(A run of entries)
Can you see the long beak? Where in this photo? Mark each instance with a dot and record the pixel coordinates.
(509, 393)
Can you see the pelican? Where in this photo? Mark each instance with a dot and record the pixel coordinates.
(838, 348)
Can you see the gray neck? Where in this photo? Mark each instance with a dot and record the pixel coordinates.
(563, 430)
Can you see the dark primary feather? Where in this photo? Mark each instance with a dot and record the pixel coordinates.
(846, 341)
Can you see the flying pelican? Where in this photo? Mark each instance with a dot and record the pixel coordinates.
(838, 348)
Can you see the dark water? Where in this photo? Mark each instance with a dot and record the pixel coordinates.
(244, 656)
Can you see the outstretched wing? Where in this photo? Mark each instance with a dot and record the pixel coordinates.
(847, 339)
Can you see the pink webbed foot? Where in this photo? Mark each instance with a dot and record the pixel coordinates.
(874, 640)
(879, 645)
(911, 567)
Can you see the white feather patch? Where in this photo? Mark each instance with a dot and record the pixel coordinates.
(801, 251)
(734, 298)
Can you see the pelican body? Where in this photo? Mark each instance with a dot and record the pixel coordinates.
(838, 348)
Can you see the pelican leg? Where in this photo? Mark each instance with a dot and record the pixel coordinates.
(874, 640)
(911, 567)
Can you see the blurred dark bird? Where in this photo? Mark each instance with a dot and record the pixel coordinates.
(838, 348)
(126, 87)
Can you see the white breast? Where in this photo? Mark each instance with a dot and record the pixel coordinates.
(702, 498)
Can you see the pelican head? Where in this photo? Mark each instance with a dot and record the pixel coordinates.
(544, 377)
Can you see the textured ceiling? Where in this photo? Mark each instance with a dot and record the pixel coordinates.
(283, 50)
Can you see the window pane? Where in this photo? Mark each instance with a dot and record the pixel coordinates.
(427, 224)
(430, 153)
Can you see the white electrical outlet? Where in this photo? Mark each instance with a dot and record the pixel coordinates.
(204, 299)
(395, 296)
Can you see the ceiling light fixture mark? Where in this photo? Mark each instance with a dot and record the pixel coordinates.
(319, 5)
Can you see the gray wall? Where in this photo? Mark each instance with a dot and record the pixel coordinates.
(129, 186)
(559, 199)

• CHALLENGE:
Arrange the lines of the entries above as a numbered list, starting with the line containing "Can you see the pelican head?" and continuing through the last line of the entries, with both ends included and any blank lines left out.

• FINAL ANSWER:
1. Can you see the pelican head? Where in this photo? Mark each instance with a dot and record the pixel coordinates.
2. (544, 377)
3. Can you see the textured ceiling? Where in this photo? Mark each instance with a dot and record the pixel coordinates.
4. (283, 50)
5. Can you see the window pane? Where in this photo? Mark each instance with a dot and record the pixel coordinates.
6. (427, 224)
7. (430, 153)
8. Can you see the white electrical outlet? Where in this photo? Mark each instance with a dot and record the pixel coordinates.
9. (204, 299)
10. (395, 296)
11. Can you see the ceiling light fixture mark? Where in this photo? Mark each instance with a dot and record the pixel coordinates.
12. (319, 5)
13. Can you see the gray wall? Where in this photo? Mark each instance with a dot and record the pixel coordinates.
14. (129, 186)
15. (559, 199)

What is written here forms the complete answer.